## Exercise
Write out every item below word for word, changing nothing.

## Entries supplied
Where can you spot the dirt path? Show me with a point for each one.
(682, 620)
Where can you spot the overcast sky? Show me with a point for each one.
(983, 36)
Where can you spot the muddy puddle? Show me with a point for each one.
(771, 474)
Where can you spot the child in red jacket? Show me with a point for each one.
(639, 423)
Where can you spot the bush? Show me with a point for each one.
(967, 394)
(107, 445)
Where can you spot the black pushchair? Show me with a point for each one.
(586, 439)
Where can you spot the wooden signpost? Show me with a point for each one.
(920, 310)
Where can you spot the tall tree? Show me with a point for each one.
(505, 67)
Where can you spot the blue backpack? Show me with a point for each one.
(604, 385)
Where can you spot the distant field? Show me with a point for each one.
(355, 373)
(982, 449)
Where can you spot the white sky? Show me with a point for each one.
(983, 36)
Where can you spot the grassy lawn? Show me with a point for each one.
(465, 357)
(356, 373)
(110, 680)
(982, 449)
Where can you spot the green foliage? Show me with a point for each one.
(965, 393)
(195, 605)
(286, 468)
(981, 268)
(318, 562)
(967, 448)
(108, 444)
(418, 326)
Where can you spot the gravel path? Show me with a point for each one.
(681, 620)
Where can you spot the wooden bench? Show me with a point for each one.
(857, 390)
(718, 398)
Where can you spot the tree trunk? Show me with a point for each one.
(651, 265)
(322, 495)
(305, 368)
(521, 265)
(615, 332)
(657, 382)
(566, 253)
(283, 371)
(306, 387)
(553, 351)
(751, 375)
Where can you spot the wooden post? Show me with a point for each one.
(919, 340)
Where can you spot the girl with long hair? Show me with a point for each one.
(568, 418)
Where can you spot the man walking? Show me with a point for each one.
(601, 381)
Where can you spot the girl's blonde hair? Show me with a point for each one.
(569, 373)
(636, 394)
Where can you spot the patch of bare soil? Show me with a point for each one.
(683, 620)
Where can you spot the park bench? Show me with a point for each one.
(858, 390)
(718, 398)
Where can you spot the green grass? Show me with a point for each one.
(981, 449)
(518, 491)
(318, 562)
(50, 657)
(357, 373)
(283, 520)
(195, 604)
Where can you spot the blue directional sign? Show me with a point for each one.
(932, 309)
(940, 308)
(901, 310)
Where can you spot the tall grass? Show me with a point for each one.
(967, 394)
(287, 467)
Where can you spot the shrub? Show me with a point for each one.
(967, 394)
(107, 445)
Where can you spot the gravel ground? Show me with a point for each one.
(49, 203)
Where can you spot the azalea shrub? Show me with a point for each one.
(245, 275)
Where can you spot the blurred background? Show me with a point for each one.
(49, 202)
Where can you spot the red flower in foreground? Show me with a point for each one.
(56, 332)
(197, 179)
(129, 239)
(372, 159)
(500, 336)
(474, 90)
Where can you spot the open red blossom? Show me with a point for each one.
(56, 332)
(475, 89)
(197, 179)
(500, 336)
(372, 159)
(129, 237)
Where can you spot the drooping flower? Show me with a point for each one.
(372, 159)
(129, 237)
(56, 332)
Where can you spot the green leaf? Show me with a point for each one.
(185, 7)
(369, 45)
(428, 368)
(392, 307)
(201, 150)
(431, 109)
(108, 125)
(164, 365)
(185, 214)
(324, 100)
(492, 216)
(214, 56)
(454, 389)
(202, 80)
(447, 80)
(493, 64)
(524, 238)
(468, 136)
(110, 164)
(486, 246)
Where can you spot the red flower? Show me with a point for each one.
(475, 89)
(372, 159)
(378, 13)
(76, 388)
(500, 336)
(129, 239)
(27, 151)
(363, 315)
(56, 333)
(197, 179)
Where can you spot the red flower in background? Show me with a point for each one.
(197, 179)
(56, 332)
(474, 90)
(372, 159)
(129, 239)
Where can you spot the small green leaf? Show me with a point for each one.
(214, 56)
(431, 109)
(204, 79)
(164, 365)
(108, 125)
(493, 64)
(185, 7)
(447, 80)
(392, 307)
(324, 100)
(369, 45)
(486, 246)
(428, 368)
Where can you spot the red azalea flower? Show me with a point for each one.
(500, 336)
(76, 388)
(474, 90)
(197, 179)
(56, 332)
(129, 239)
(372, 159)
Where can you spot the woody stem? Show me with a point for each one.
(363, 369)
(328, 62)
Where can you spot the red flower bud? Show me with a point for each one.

## Complete answer
Where can you spot the dirt path? Show me with a point for each one.
(682, 620)
Where can you spot the overcast sky? Show me with a point for each one.
(983, 36)
Where can you spot the muddy puddle? Show me with a point for each one.
(771, 474)
Where can you spot the child in red jacket? Show me with a point for each one.
(639, 423)
Where can you spot the bush? Show me with a point for each one.
(967, 394)
(107, 445)
Where can you spot the black pushchair? Show me with a point for each one.
(586, 439)
Where can you spot the wooden signpost? Show me with a point for each one.
(920, 310)
Where can you spot the tall tree? Show me with a point for each one.
(505, 67)
Where can you spot the blue backpack? Show me with a point for each one.
(604, 385)
Where can you spot the distant field? Show me with a point for each one.
(355, 373)
(982, 449)
Where can you spot the white sky? Show me with a point for each one.
(983, 36)
Where can you spot the grassy lawn? Show me with a point for each one.
(465, 357)
(356, 373)
(110, 680)
(982, 449)
Where can you spot the green foliage? Show me with a point for each one.
(965, 393)
(195, 605)
(286, 468)
(981, 268)
(318, 562)
(967, 448)
(108, 444)
(418, 326)
Where can you spot the gravel path? Show me with a point for each one.
(681, 620)
Where can you spot the wooden bench? Show me with a point for each one.
(857, 390)
(718, 398)
Where can you spot the tree trunk? Show me with a point for each one.
(651, 265)
(322, 495)
(305, 368)
(521, 265)
(615, 332)
(657, 382)
(566, 253)
(283, 371)
(306, 387)
(553, 351)
(751, 375)
Where can you spot the wooden post? Show me with a point for each one.
(919, 340)
Where can you spot the girl with long hair? Show me with a point for each one.
(568, 418)
Where can you spot the man walking? Show me with a point for each one.
(601, 381)
Where can you spot the girl's blonde hair? Show me with a point for each one.
(569, 373)
(636, 394)
Where can you spot the patch of bare soil? Show me with a point for each one.
(683, 620)
Where can you spot the park bench? Show me with a point for each one.
(858, 390)
(718, 398)
Where can you spot the green grass? Show me with a point for each one.
(981, 449)
(518, 491)
(318, 562)
(50, 657)
(357, 373)
(283, 520)
(195, 604)
Where can you spot the blue directional sign? Show me with a point for each one.
(932, 309)
(940, 308)
(901, 310)
Where can you spot the tall grass? Show me with a point for each one.
(967, 394)
(287, 467)
Where can you spot the shrub? Show me with a point for each one.
(967, 394)
(107, 445)
Where can you spot the gravel ground? Show me with a point for each one.
(49, 203)
Where can you spot the azalea shrub? Show me with a point for each one.
(245, 275)
Where can you spot the blurred background? Show me with a point for each one.
(49, 202)
Where can you spot the red flower in foreground? Show me with a point for each one.
(56, 332)
(197, 179)
(129, 239)
(372, 159)
(500, 336)
(474, 90)
Where can you spot the open red blossom? Show me with a point for each one.
(56, 332)
(475, 89)
(197, 179)
(500, 336)
(372, 159)
(129, 237)
Where can you spot the drooping flower? Show me with a point for each one.
(372, 159)
(129, 237)
(56, 332)
Where can you spot the green leaf? Show me with a point for each one.
(185, 7)
(369, 45)
(428, 368)
(392, 307)
(201, 150)
(431, 109)
(108, 125)
(164, 365)
(185, 214)
(324, 100)
(492, 216)
(214, 56)
(454, 389)
(202, 80)
(447, 80)
(493, 64)
(524, 238)
(468, 136)
(110, 164)
(486, 246)
Where can you spot the red flower? Show me with a point for each one.
(475, 89)
(372, 159)
(378, 13)
(76, 388)
(500, 336)
(129, 239)
(27, 151)
(363, 315)
(56, 333)
(197, 179)
Where can you spot the red flower in background? Show me with a point for each one.
(197, 179)
(56, 332)
(474, 90)
(372, 159)
(129, 239)
Where can you spot the small green leaf? Show me with a point for each one.
(214, 56)
(431, 109)
(204, 79)
(164, 365)
(108, 125)
(493, 64)
(185, 7)
(447, 80)
(392, 307)
(324, 100)
(369, 45)
(486, 246)
(428, 368)
Where can you spot the red azalea flower? Show me with a point for each one.
(500, 336)
(76, 388)
(474, 90)
(197, 179)
(56, 332)
(129, 239)
(372, 159)
Where can you spot the woody stem? Show me with a point for each one.
(363, 369)
(328, 62)
Where can you spot the red flower bud? Show me with a point for each one.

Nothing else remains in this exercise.